┌─ Material for this task

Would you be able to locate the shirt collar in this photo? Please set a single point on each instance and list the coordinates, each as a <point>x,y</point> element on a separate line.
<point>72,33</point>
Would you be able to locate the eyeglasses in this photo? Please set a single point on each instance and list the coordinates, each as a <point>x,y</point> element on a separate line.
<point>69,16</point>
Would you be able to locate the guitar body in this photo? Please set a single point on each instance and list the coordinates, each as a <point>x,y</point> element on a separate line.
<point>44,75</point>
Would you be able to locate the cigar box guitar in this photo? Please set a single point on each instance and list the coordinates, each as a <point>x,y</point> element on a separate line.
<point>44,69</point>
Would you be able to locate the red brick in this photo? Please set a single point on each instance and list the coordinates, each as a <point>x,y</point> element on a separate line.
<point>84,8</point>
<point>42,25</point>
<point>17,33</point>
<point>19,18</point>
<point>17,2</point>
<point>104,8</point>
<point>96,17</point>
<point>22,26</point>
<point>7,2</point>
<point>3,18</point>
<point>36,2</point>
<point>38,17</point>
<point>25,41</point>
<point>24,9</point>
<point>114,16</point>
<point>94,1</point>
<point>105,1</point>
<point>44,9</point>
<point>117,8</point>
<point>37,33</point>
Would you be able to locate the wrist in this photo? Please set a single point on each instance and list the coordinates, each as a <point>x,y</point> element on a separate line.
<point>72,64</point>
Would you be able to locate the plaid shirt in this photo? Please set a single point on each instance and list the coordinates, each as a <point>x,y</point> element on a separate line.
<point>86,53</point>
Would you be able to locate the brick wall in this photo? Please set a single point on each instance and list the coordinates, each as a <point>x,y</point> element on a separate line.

└─

## Aim
Convert everything from the line containing "Would you be able to locate the plaid" down to the end of the rows above into a JSON list of strings, with one string per line and blank lines omitted.

## Final result
[
  "Would you be able to locate the plaid shirt in this photo? Please set a single point on each instance and list the coordinates, each as a <point>x,y</point> element on a separate line.",
  "<point>86,53</point>",
  "Would you be able to locate the brick wall in this photo? Please set a single point on each instance and list the coordinates, each as a <point>x,y</point> element on a separate line."
]